__Vorliegender Text__

★ ★ ★ ★ ★

Die Musik ist für Gerd eine zweite Sprache sowie ein Zugang zu Gott und den Menschen. Oft kommt er bei seinen Auftritten in tiefe Gespräche mit Menschen, die sich durch ein bestimmtes Stück oder seine positive und ermutigende Ausstrahlung angesprochen fühlen. «Und was sagst du jemandem, der selber mit einer Behinderung lebt und von den Christen masslos enttäuscht ist, weil sie ihm immer wieder Heilung «versprochen» haben?» wollte Susanne Furrer von Gerd wissen. «Ich hätte Verständnis für seine Enttäuschung und würde ihn für meine Geschwister um Vergebung bitten» wäre Gerds erste Antwort. Er ist überzeugt und darf es immer wieder erfahren, dass bei Gott viel mehr ist als nur die Hoffnung auf physische und psychische Heilung. «Er umgibt mich mit seiner Liebe und bewohnt mich mit seinem Frieden – so macht er mich quasi zu einem heiligen Sandwich, auch wenn er mein Gebrechen nicht heilt.»

★ ★ ★ ★ ★

__Material__
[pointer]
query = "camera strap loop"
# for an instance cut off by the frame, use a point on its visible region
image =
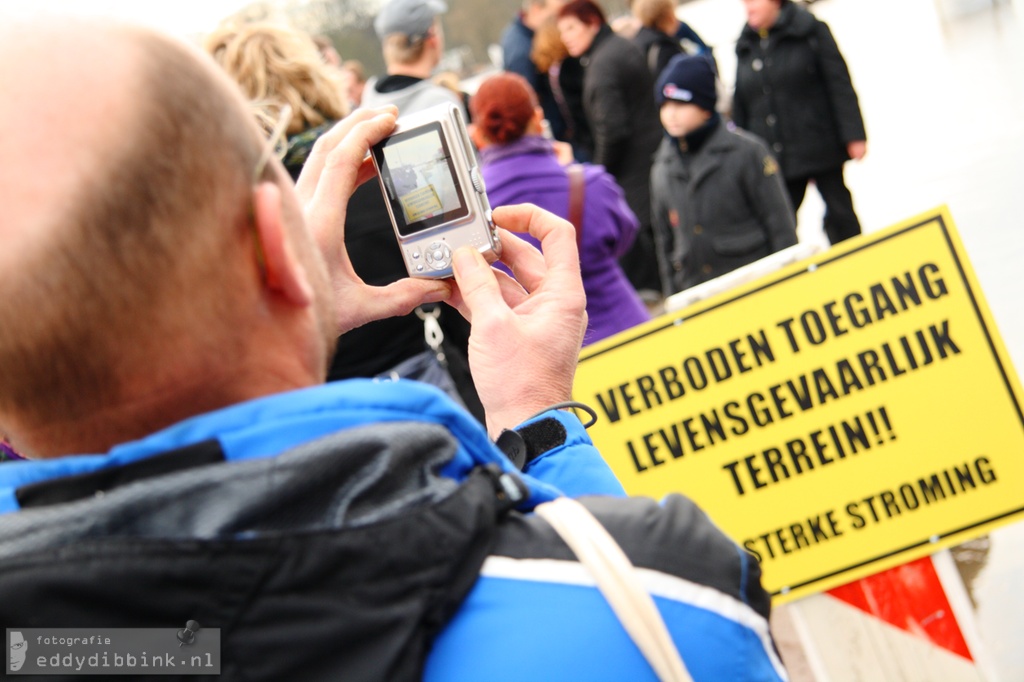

★ ★ ★ ★ ★

__Aufgabe__
Beantworte folgende Fragen zum Text über Gerd:
(a) Was ist die Musik für Gerd?
(b) Wer wollte von Gerd wissen, was er einem Menschen mit Behinderung sagt, der von den Christen enttäuscht ist?
(c) Wozu macht Gott ihn nach Gerds eigenen Worten quasi?

__Schriftliche Lösung__
(a) Eine zweite Sprache sowie ein Zugang zu Gott und den Menschen.
(b) Susanne Furrer.
(c) Zu einem heiligen Sandwich.